WORK INSTRUCTIONS: In your answer, copy every entry that follows exactly.

EXERCISE DATA:
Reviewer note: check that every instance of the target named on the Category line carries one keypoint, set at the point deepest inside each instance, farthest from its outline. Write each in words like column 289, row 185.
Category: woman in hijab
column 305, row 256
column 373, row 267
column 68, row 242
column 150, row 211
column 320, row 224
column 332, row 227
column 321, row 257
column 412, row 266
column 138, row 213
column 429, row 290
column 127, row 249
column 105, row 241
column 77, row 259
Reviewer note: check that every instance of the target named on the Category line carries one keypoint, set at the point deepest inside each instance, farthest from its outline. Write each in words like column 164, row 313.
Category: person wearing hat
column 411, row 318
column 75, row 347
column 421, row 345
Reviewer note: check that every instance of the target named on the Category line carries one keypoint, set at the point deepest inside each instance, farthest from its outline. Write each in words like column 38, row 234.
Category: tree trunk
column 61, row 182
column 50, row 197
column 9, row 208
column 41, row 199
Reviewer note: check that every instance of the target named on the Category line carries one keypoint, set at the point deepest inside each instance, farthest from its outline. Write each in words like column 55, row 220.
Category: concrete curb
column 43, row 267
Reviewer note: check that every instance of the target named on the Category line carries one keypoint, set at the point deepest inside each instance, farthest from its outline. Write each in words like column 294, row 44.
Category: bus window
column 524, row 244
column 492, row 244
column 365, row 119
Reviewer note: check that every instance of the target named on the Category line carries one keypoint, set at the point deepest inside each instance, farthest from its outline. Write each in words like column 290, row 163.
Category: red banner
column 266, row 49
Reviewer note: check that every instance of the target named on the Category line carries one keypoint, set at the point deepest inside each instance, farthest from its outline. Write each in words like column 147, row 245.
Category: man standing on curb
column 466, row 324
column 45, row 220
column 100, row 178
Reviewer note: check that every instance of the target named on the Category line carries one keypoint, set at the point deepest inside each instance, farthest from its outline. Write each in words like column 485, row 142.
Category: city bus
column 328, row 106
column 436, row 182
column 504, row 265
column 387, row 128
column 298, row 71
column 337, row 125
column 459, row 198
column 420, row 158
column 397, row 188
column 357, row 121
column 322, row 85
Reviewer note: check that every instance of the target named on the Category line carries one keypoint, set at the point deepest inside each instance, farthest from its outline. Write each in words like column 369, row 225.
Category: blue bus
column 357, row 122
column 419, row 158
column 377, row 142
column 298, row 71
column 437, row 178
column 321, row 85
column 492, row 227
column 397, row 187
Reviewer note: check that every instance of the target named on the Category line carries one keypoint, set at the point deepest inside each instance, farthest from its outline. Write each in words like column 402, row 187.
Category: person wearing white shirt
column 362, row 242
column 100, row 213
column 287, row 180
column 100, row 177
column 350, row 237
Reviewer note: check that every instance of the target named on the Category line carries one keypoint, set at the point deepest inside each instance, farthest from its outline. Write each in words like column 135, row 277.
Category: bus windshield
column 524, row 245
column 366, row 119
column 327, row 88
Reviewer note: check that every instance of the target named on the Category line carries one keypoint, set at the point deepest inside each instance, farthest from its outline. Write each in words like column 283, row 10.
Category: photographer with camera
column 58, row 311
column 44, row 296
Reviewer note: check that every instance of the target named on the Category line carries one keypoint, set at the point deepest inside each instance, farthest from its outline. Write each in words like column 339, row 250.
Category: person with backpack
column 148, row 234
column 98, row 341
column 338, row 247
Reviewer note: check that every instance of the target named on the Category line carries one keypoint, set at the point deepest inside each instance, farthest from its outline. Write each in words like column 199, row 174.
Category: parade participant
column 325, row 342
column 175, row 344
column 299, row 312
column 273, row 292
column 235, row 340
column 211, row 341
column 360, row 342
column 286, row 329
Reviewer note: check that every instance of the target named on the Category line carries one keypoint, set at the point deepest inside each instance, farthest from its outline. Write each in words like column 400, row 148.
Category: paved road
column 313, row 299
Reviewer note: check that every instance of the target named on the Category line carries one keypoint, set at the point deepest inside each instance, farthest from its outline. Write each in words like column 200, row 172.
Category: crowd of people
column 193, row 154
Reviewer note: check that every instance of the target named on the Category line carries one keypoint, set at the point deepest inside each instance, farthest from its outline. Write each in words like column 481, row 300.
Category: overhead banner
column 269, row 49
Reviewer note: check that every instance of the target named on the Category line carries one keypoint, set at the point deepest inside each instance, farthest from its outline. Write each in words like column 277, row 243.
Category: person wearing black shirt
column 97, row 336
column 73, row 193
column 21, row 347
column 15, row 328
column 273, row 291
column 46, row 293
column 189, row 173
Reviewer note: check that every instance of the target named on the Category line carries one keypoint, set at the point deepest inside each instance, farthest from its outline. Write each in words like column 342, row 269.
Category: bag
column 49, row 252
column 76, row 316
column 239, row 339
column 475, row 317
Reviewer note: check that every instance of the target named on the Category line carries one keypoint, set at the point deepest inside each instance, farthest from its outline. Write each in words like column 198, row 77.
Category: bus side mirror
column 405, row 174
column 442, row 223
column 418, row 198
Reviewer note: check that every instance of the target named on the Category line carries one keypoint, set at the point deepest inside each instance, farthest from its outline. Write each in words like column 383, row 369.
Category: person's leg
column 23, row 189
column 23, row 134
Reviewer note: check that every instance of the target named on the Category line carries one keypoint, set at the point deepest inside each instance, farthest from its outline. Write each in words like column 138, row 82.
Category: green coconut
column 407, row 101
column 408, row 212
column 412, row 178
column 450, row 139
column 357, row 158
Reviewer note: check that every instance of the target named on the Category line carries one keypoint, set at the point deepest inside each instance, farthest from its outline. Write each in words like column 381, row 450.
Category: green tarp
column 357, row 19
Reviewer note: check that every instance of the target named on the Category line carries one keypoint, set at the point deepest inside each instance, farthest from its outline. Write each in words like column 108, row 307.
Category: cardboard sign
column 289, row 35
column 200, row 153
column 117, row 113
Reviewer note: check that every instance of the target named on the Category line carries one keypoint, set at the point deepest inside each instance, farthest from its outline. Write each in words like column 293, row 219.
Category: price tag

RESPONSE AREA:
Reviewer note: check that every instance of the target named on the Category line carries one keypoint, set at the point deepest inside each instance, farthest from its outline. Write each in words like column 289, row 185.
Category: woman in hijab
column 305, row 256
column 373, row 267
column 68, row 242
column 150, row 211
column 320, row 224
column 332, row 227
column 321, row 257
column 412, row 266
column 138, row 213
column 429, row 290
column 127, row 249
column 105, row 241
column 77, row 259
Reviewer note: check that every instance of the target named on the Category line carries one keypoint, set at the point deepest inside each instance, farthest from its outline. Write each in words like column 164, row 313.
Category: person wearing hat
column 411, row 318
column 75, row 347
column 421, row 345
Reviewer note: check that every instance of the target named on the Category line carries one keypoint, set at the point deepest inside each instance, farthest from its outline. Write each in words like column 38, row 234.
Category: tree trunk
column 61, row 182
column 50, row 197
column 9, row 208
column 41, row 199
Reviewer note: check that every instance of the target named on the Category line carries one keypoint, set at the point deepest inside each instance, farthest from its outline. Write each in words like column 55, row 220.
Category: concrete curb
column 43, row 267
Reviewer note: check that every instance of the target named on the Category line carries one keypoint, set at the point deepest inside each instance, farthest from its outline. Write each in words like column 294, row 44.
Category: bus window
column 524, row 244
column 492, row 244
column 365, row 119
Reviewer note: check that every instance of the target named on the Category line carries one keypoint, set at the point deepest inside each instance, farthest from its outline. Write each in words like column 290, row 163.
Category: red banner
column 266, row 49
Reviewer note: check that every instance of the target named on the Category line carries one keypoint, set at the point deepest inside each instance, farthest from its outline. Write each in words like column 147, row 245.
Category: man standing on curb
column 466, row 324
column 45, row 220
column 100, row 178
Reviewer note: check that every instance of the target named on the Category line carries one keypoint, set at the point deepest inside each instance, farthest from its outline. Write each in words like column 485, row 142.
Category: city bus
column 328, row 106
column 436, row 182
column 504, row 265
column 387, row 128
column 298, row 71
column 337, row 125
column 459, row 198
column 420, row 158
column 397, row 188
column 357, row 121
column 322, row 85
Reviewer note: check that every instance of the target named on the Category line carries one keypoint, set at the point deepest inside each instance, farthest from its outline. Write each in words like column 369, row 225.
Category: blue bus
column 357, row 122
column 419, row 158
column 377, row 142
column 298, row 71
column 437, row 178
column 321, row 85
column 492, row 227
column 397, row 187
Reviewer note: check that every instance of the target named on the Category line carries one keypoint, set at the point deepest inside each instance, farthest from its outline. Write each in words like column 402, row 187.
Category: person wearing white shirt
column 362, row 242
column 100, row 213
column 287, row 180
column 100, row 177
column 350, row 237
Reviewer note: check that every instance of the target named on the Category line carries one keypoint, set at the point deepest inside each instance, farthest from its outline. Write each in words like column 135, row 277.
Category: bus windshield
column 524, row 245
column 366, row 119
column 327, row 88
Reviewer note: check that every instance of the target named on the Category line carries one keypoint, set at the point deepest inside each instance, farthest from its outline. Write each in words like column 283, row 10.
Category: photographer with camera
column 58, row 311
column 44, row 296
Reviewer note: check that every instance of the target named on the Category line carries one keypoint, set at the point deepest inside each instance, farthest from its outline. Write each in words like column 339, row 250.
Category: person with backpack
column 148, row 234
column 98, row 341
column 338, row 247
Reviewer note: check that every instance of the target named on the Category line carries one keypoint, set at the point deepest inside each instance, farthest from its outline. Write each in words like column 199, row 174.
Category: parade participant
column 325, row 342
column 175, row 344
column 299, row 312
column 273, row 292
column 235, row 340
column 211, row 341
column 360, row 342
column 286, row 329
Reviewer note: check that every instance of the target named on the Category line carries one keypoint, set at the point deepest inside each instance, farthest from its outline. Write each in words like column 400, row 148.
Category: paved road
column 313, row 299
Reviewer note: check that every instance of the target named on the Category line carries one keypoint, set at the point deepest inside each instance, farthest from its outline. Write each in words like column 200, row 172.
Category: crowd of people
column 193, row 154
Reviewer note: check that every instance of the target named on the Category line carries one keypoint, set at the point deepest inside each instance, farthest from its outline. Write each in words like column 481, row 300.
Category: overhead banner
column 269, row 49
Reviewer note: check that every instance of the target named on the Category line carries one keypoint, set at the point deepest inside each instance, farthest from its outline. Write each in words like column 277, row 243.
Category: person wearing black shirt
column 97, row 336
column 73, row 193
column 21, row 347
column 15, row 328
column 273, row 291
column 46, row 293
column 189, row 173
Reviewer note: check that every instance of the target named on the Category line carries one keypoint, set at the point deepest inside each instance, farthest from its outline. Write each in words like column 342, row 269.
Category: bag
column 49, row 252
column 76, row 316
column 239, row 339
column 475, row 317
Reviewer note: check that every instance of the target named on the Category line carries one keypoint, set at the point deepest inside each instance, farthest from its outline. Write each in words like column 198, row 77.
Category: bus side mirror
column 405, row 174
column 442, row 223
column 418, row 198
Reviewer note: check that every instance of the target named on the Category line carries one keypoint, set at the point deepest inside each instance, farthest from its outline. Write each in words like column 383, row 369.
Category: person's leg
column 23, row 189
column 23, row 134
Reviewer note: check that every instance of the target named on the Category line carries one keypoint, set at the point deepest inside each instance, farthest from its outline. Write each in words like column 138, row 82.
Category: green coconut
column 407, row 101
column 408, row 212
column 412, row 178
column 450, row 139
column 357, row 158
Reviewer note: check that every instance of the target named on the Category line carries one keypoint, set at the point deepest inside each instance, farthest from its outline. Write each in words like column 381, row 450.
Category: green tarp
column 357, row 19
Reviewer note: check that every instance of the target named on the Category line carries one keypoint, set at the point deepest inside each instance, farthest from its outline. Write each in words like column 108, row 307.
Category: cardboard sign
column 289, row 35
column 200, row 153
column 117, row 113
Reviewer note: check that every instance of the target named on the Category line carries one keypoint, set at the point deepest inside each instance, farthest from its outline. Write each in words like column 293, row 219.
Category: price tag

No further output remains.